• [Task requirements]
Could you write out all of the data again, word for word?

(Data entries)
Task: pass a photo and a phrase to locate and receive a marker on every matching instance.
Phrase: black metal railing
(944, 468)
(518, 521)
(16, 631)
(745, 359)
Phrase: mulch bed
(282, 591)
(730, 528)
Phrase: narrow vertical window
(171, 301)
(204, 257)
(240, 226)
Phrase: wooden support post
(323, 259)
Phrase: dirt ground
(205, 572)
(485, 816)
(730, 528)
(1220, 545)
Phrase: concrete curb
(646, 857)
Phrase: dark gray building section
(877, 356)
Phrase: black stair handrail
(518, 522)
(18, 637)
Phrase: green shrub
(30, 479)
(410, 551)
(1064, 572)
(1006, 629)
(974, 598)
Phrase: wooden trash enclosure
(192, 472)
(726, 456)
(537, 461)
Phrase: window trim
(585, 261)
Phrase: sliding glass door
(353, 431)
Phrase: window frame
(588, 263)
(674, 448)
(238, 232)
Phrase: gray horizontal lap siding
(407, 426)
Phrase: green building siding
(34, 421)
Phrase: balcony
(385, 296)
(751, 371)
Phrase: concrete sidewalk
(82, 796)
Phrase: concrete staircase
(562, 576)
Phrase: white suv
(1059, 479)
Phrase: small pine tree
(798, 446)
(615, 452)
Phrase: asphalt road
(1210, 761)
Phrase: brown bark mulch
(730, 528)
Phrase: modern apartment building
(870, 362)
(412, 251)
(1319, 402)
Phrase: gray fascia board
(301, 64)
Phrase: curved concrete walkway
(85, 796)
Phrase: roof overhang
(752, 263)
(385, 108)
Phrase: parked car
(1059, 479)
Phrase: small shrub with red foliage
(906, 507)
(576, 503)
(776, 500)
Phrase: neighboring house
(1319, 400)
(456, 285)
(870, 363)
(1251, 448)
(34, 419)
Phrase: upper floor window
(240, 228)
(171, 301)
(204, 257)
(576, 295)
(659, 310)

• [Output for this task]
Task: pass a photo and a phrase to locate and receive a marker on every matching instance.
Phrase: black metal railing
(944, 468)
(518, 521)
(16, 631)
(745, 359)
Phrase: mulch bed
(282, 591)
(730, 528)
Phrase: narrow vertical window
(171, 301)
(204, 257)
(240, 226)
Phrase: wooden support post
(323, 259)
Phrase: dirt ground
(205, 572)
(485, 816)
(730, 528)
(1220, 545)
Phrase: concrete curb
(646, 857)
Phrase: dark gray building section
(877, 356)
Phrase: black stair handrail
(518, 522)
(18, 637)
Phrase: green shrub
(30, 479)
(410, 551)
(1064, 572)
(1006, 629)
(974, 598)
Phrase: wooden trash enclosure
(192, 472)
(726, 456)
(537, 461)
Phrase: window trim
(585, 261)
Phrase: sliding glass door
(353, 431)
Phrase: window frame
(588, 263)
(674, 448)
(238, 232)
Phrase: gray horizontal lap siding
(407, 426)
Phrase: green building siding
(34, 421)
Phrase: balcony
(385, 296)
(751, 371)
Phrase: concrete sidewalk
(82, 796)
Phrase: concrete staircase
(562, 576)
Phrase: white suv
(1059, 479)
Phrase: small pine tree
(798, 446)
(615, 452)
Phrase: asphalt road
(1210, 761)
Phrase: brown bark mulch
(730, 528)
Phrase: modern apartment building
(870, 362)
(412, 251)
(1319, 402)
Phrase: gray fascia board
(301, 64)
Phrase: curved concrete walkway
(85, 796)
Phrase: roof overhang
(752, 263)
(385, 108)
Phrase: parked car
(1059, 479)
Phrase: small shrub with red foliage
(906, 507)
(576, 503)
(776, 500)
Phrase: neighboring house
(1319, 400)
(456, 285)
(870, 363)
(1251, 448)
(34, 419)
Phrase: upper floor window
(240, 228)
(171, 301)
(204, 257)
(576, 295)
(659, 310)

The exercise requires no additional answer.